### ARTICLE

— BEGIN —

Wow…
I had such a beautiful, wonderful, lovely, delicious dream last night. I’m all choked up because I LOVE to dream and in THIS dream…
I met Kanye and he liked me. We liked each other. We spent time together walking in the park, laughing and joking and we went shopping. We were holding hands in the mall and even took a nap in the park under the tree. He was in between my legs with his head on my chest and he smiled at me before dozing off. I squeezed him with my arms and kissed his forehead. He had on a white tee and some jeans and people kept approaching us asking him to do appearances and shows and he responded to some of them, but others he brushed off.
I can not BELIEVE that I had such a positive dream about Kanye. Although I’ve been loving him in my mind for years, every time I dream about him he’s either kissing my sister or we’re trying to have secks and he can’t get it in. Something weird happens and he never really likes me. I always wake up disappointed thinking, “Why doesn’t he like me?”
I wonder what blocks I have released where I can actually have a dream that this beautiful man likes me. You know I’ve been dealing with that for a while, the belief that any man that I deem worthy, won’t actually like me back. I haven’t experienced a positive interaction yet in my life. It’s always a mismatch.
But then again…
Please be aware that when I write about the Steve I met this past weekend I am talking about a REAL person and yes, this is his REAL name.

— END —

### PROBLEMS AND TASKS
**A)** Return everything in the dream post from "But then again…" down to "his REAL name.", word for word.
**B)** Offset the dataset entries from the line containing "green design in" down to the line containing "x=225 y=269" by adding 79 to every coordinate in the answers. Rewrite all of those lines, requests included, and nothing else.

### Dataset entries
— BEGIN —

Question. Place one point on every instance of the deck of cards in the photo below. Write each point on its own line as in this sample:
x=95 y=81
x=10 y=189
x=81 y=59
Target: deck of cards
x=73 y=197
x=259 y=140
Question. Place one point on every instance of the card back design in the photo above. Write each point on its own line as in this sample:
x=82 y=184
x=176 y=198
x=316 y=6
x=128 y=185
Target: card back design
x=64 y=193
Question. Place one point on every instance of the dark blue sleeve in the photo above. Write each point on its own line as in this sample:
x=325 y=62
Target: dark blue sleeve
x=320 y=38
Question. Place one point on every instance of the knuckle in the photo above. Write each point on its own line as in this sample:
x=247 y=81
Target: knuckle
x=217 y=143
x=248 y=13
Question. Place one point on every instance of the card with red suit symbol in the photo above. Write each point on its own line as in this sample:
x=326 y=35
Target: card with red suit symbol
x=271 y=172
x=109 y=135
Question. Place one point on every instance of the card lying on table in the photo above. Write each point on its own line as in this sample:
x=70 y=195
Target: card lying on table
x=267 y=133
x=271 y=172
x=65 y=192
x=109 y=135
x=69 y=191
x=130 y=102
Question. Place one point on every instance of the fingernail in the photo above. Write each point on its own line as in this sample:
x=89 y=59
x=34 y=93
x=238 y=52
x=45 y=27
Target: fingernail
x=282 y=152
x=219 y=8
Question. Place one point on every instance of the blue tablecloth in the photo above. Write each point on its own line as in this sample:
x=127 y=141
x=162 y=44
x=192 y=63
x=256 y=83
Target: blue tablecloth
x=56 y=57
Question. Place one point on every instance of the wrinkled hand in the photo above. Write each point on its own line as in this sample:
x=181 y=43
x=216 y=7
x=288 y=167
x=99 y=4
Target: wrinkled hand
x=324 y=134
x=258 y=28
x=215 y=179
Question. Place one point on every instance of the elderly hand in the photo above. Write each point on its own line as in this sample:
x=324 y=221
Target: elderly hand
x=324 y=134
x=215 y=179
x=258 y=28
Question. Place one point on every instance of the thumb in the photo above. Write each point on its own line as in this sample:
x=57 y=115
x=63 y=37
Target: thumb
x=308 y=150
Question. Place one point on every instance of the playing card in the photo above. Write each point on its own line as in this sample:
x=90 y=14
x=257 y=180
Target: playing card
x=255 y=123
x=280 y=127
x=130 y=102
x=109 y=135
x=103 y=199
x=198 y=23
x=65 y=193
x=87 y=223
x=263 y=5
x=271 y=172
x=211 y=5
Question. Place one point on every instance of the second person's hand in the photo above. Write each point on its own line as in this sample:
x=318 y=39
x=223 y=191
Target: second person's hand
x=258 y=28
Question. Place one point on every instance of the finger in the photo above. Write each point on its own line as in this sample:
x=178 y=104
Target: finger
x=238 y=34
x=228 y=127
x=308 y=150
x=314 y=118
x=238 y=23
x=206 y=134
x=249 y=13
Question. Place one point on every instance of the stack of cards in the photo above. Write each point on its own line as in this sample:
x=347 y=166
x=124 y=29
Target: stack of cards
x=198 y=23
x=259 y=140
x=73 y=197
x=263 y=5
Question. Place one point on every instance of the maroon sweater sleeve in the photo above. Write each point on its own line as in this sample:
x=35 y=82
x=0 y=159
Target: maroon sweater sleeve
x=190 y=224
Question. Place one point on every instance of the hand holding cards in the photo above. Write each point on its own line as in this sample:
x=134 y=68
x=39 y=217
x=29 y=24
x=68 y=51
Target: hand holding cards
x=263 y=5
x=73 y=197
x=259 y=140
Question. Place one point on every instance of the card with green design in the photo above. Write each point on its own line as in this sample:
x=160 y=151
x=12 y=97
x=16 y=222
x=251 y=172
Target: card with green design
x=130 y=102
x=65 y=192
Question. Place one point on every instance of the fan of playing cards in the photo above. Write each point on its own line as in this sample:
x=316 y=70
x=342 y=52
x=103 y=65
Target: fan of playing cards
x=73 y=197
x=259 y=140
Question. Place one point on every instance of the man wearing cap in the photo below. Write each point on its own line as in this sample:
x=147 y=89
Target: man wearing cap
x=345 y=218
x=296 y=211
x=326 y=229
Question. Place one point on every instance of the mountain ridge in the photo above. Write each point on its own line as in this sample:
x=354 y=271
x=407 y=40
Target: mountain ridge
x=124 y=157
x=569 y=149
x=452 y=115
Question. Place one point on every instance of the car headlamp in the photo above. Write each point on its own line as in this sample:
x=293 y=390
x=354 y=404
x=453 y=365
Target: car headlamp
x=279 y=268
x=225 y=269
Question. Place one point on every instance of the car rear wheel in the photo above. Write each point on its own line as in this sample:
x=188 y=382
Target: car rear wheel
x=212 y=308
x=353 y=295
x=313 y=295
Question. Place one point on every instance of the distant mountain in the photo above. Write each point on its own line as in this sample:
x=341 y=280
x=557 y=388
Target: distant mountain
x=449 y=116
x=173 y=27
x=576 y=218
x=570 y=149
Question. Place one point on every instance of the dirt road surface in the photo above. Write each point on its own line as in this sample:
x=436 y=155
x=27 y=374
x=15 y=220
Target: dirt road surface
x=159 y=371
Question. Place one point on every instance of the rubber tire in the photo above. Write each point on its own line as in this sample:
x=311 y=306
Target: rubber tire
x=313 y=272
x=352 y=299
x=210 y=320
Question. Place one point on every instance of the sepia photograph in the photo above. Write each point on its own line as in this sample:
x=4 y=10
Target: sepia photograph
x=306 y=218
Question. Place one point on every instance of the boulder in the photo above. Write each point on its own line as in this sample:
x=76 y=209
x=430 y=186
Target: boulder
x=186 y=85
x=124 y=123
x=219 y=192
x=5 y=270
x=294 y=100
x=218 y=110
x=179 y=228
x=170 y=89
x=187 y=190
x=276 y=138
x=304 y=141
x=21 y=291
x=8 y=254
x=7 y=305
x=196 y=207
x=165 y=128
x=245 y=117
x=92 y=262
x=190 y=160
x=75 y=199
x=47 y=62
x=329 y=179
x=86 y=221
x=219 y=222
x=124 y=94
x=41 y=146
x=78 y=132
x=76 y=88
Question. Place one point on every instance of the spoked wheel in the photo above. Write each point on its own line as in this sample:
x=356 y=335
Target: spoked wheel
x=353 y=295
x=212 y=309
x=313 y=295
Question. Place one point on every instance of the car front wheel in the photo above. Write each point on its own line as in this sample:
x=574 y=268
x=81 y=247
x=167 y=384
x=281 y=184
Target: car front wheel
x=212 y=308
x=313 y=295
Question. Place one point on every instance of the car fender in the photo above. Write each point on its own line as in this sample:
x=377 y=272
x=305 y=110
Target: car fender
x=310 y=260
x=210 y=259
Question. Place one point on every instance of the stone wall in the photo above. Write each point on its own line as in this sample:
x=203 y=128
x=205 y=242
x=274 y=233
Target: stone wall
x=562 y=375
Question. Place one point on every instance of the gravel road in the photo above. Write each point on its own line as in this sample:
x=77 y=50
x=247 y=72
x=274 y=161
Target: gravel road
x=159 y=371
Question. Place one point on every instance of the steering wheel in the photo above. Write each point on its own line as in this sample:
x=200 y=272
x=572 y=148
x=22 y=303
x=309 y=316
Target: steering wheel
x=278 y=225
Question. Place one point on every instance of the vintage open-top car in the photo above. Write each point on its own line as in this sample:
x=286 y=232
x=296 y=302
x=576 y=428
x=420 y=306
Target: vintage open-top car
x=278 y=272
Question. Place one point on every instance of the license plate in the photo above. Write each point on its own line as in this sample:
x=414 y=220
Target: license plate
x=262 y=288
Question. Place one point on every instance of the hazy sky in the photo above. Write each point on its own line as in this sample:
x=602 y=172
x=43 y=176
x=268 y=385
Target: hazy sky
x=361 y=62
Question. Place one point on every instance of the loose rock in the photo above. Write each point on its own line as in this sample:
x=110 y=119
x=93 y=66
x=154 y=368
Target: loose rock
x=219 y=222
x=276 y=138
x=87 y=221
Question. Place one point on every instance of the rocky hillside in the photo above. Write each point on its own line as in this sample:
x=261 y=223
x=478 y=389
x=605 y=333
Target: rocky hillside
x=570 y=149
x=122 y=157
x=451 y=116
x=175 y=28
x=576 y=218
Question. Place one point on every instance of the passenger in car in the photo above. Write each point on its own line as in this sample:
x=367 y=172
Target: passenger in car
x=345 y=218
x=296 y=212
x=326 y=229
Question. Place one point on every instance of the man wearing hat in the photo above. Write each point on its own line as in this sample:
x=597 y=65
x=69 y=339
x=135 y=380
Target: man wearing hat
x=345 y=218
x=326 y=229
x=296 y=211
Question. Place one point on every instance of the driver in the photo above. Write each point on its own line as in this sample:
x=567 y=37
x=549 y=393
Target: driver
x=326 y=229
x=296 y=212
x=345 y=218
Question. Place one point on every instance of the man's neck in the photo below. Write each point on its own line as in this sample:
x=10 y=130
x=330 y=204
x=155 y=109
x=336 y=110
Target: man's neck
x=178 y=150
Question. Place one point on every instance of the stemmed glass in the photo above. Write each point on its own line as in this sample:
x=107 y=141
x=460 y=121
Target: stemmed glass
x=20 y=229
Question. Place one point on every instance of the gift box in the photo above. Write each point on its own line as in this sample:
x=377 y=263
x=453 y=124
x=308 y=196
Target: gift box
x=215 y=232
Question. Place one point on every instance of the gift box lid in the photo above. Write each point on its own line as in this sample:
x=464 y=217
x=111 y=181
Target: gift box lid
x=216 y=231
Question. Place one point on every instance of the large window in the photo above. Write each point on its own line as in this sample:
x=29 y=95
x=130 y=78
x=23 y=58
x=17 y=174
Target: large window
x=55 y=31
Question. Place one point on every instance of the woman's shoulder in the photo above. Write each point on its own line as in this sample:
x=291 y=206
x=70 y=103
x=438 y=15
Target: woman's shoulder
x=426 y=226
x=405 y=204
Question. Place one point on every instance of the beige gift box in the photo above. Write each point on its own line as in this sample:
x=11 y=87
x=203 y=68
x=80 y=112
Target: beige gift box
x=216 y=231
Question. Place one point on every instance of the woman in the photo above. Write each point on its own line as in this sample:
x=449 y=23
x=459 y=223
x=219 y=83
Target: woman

— END —

### RESPONSES TO THE TASKS
**A)**
But then again…
Please be aware that when I write about the Steve I met this past weekend I am talking about a REAL person and yes, this is his REAL name.

**B)**
Question. Place one point on every instance of the card with green design in the photo above. Write each point on its own line as in this sample:
x=160 y=151
x=12 y=97
x=16 y=222
x=251 y=172
Target: card with green design
x=209 y=181
x=144 y=271
Question. Place one point on every instance of the fan of playing cards in the photo above. Write each point on its own line as in this sample:
x=316 y=70
x=342 y=52
x=103 y=65
Target: fan of playing cards
x=152 y=276
x=338 y=219
Question. Place one point on every instance of the man wearing cap in the photo below. Write each point on its own line as in this sample:
x=147 y=89
Target: man wearing cap
x=424 y=297
x=375 y=290
x=405 y=308
Question. Place one point on every instance of the mountain ridge in the photo above. Write each point on its own line as in this sample:
x=354 y=271
x=407 y=40
Target: mountain ridge
x=203 y=236
x=648 y=228
x=531 y=194
Question. Place one point on every instance of the car headlamp in the photo above. Write each point on its own line as in this sample:
x=293 y=390
x=354 y=404
x=453 y=365
Target: car headlamp
x=358 y=347
x=304 y=348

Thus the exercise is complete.